# Directions:
Can you rewrite in full every line between the one holding "the green foliage" and the one holding "x=583, y=299", inclusive, scaling each x and y coordinate value by 0.7 and rounding to whole numbers, with halves rounded up?

Start of Supplied information

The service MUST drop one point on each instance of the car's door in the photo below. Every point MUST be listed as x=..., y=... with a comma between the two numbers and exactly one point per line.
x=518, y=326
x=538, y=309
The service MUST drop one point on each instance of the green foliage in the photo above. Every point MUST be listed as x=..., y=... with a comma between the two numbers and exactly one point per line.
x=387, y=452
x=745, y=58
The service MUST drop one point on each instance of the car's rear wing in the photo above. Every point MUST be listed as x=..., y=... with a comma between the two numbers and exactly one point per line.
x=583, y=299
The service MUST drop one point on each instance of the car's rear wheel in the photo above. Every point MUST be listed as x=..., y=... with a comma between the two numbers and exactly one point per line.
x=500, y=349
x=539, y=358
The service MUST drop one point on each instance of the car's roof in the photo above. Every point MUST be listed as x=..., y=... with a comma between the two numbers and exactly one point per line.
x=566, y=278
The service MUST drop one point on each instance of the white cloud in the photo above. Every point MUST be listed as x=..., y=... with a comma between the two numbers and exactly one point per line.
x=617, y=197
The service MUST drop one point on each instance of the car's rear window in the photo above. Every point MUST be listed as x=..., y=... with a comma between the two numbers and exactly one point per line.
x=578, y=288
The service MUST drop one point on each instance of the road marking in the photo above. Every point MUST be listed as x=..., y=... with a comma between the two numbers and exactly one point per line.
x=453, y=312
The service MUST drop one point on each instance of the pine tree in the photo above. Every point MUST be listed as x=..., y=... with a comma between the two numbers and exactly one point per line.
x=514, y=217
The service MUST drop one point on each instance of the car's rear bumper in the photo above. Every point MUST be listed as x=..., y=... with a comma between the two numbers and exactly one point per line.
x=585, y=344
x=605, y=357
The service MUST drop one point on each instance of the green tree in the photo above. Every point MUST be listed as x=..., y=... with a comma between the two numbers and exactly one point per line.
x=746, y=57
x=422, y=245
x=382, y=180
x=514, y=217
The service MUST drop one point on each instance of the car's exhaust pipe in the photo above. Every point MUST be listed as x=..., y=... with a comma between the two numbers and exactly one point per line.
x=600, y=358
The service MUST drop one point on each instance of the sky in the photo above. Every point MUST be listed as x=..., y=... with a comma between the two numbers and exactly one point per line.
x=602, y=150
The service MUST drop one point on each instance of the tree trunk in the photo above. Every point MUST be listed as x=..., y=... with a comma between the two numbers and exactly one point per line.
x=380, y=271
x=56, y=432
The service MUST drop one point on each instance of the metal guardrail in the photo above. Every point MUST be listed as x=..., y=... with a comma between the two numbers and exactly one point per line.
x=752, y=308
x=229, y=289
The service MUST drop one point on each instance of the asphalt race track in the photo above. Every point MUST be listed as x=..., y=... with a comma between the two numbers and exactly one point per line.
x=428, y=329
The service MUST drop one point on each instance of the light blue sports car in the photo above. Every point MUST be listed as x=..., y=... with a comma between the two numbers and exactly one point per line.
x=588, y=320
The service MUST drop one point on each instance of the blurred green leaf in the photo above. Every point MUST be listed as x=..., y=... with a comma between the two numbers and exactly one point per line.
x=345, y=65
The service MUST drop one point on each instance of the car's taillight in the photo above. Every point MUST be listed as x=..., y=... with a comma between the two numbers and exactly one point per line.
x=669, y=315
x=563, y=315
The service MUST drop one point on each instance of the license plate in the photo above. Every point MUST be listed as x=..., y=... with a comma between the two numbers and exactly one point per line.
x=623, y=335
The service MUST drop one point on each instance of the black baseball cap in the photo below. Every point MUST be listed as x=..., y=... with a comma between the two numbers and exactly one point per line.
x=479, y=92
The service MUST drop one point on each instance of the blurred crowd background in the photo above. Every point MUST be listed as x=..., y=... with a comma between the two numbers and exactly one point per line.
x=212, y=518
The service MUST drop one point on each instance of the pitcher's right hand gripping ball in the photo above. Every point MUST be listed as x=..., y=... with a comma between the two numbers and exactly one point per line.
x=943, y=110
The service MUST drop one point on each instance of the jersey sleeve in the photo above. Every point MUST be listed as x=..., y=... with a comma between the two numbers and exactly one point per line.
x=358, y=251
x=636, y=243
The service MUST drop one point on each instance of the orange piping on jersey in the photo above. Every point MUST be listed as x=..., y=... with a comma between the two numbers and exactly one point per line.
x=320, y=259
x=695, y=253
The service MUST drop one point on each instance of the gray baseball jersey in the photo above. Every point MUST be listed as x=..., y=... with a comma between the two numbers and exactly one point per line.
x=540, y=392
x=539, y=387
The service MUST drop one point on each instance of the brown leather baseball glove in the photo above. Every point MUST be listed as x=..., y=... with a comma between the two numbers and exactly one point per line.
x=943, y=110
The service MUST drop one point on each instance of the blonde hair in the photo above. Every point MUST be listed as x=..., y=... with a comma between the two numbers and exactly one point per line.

End of Supplied information

# Written reply:
The service MUST drop one point on each instance of the green foliage in the photo above. Every point MUST be listed as x=..., y=... with a comma between the two numbers and exactly one point per line.
x=271, y=316
x=522, y=41
The service MUST drop one point on each instance of the car's rear wing in the photo above. Every point MUST be listed as x=..., y=... with a comma between the two numbers and exactly one point per line.
x=408, y=209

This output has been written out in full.